LISTED ENTRIES =>
####

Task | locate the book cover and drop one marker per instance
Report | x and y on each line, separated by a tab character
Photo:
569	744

####

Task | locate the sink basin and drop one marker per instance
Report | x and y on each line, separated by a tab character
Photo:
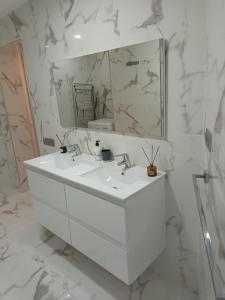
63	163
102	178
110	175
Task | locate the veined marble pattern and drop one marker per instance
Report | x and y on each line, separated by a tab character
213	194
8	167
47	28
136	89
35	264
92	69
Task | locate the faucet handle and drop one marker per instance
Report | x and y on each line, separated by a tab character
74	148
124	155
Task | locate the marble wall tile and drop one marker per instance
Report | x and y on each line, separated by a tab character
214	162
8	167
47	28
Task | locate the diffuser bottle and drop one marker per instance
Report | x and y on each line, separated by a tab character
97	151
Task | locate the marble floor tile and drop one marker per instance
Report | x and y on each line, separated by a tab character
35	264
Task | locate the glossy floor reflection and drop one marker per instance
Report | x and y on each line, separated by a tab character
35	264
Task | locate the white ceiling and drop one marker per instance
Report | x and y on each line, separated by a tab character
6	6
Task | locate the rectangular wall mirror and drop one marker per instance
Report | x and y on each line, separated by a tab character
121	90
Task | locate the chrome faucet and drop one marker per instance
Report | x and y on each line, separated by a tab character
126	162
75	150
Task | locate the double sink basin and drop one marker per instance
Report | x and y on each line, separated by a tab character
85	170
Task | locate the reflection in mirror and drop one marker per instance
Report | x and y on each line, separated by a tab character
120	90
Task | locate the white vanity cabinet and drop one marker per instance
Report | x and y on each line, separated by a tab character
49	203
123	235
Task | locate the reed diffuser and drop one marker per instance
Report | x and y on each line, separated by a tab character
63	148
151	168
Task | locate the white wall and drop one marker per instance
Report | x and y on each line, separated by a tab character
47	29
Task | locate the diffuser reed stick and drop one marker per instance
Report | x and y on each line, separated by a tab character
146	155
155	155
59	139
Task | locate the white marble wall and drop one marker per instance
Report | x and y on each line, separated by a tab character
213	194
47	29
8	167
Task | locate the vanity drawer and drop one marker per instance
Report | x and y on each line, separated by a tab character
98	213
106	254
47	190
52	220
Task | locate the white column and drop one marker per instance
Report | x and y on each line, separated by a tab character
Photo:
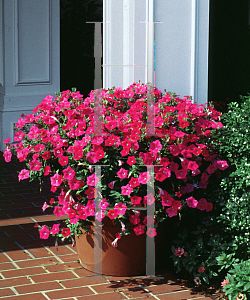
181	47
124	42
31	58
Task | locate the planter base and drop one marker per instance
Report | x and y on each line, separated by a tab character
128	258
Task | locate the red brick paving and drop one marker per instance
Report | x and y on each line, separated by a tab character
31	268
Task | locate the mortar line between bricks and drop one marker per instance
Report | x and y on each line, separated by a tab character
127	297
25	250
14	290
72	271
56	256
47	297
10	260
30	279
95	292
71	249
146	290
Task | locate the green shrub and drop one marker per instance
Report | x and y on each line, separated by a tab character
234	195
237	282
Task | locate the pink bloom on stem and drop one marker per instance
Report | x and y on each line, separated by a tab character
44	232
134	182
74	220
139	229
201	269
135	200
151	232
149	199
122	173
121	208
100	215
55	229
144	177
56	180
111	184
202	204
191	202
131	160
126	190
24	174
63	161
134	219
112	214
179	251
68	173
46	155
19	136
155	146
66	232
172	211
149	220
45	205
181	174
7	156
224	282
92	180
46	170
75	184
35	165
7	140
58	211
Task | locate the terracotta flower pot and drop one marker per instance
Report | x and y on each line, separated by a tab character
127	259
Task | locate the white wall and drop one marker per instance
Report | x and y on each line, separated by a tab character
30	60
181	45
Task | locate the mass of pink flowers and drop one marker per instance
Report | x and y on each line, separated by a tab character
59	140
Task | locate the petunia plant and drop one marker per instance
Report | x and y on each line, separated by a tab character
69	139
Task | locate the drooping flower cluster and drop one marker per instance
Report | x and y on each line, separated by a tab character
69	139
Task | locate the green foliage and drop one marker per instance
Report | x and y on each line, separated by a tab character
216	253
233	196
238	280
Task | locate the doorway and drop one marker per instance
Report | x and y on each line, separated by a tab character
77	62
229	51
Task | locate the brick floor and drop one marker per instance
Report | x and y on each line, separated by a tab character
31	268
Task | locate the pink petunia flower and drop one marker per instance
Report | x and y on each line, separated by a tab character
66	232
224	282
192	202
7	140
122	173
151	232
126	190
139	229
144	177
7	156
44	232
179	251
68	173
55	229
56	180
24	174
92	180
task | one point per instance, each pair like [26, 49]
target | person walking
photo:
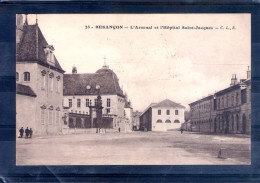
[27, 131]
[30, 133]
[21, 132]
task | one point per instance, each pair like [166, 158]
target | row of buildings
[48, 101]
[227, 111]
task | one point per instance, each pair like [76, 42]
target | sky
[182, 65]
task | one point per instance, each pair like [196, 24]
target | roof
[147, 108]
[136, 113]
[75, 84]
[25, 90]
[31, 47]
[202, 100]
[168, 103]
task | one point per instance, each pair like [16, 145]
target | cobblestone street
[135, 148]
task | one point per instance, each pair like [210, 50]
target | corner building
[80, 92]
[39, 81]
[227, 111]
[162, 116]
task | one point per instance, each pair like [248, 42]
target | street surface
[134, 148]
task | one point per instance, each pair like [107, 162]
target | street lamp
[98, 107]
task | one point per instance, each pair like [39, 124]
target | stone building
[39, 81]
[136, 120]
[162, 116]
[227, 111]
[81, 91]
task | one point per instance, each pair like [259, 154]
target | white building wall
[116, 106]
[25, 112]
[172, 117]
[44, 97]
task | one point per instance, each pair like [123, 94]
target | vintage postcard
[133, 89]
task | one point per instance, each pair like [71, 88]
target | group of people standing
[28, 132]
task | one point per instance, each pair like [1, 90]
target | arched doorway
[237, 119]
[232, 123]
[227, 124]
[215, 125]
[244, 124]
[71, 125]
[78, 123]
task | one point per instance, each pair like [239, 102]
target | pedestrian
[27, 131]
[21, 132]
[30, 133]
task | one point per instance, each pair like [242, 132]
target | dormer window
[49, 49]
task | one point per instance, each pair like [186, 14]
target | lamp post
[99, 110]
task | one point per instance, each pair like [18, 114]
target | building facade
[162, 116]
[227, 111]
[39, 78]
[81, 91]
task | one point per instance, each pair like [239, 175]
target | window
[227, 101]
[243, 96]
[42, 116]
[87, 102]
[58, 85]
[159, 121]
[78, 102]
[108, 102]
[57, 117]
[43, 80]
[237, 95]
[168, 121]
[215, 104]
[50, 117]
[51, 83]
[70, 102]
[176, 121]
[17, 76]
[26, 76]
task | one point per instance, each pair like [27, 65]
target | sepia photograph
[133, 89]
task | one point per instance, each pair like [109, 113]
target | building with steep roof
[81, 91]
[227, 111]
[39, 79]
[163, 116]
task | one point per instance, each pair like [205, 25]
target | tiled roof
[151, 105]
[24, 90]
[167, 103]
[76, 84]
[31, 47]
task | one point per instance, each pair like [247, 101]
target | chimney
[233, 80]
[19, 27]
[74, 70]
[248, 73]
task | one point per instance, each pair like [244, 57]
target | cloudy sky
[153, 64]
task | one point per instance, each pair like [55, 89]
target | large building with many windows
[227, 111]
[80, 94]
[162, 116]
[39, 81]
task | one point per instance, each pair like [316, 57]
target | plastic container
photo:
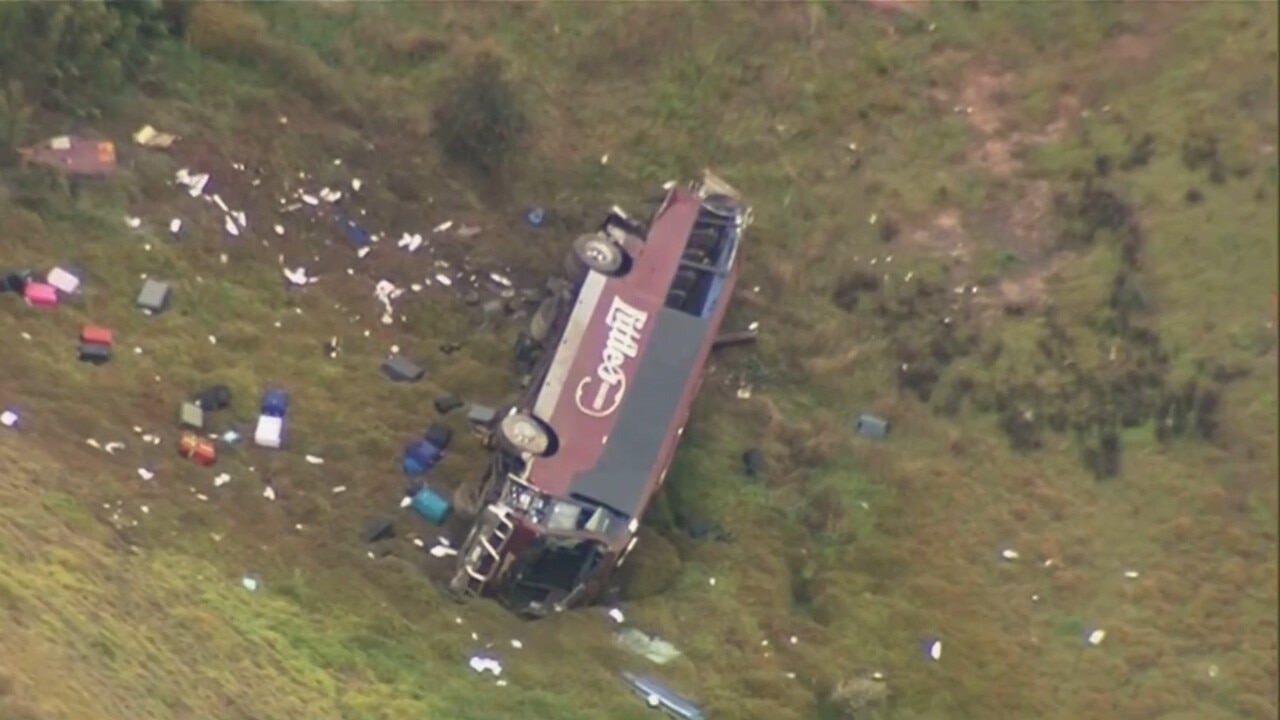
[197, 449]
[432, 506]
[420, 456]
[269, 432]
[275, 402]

####

YOUR INSTRUCTIONS =>
Tally the lines in the data above that contain the word "vanity", treating case as significant, and give only the resulting number.

REPLY TO THE TASK =>
2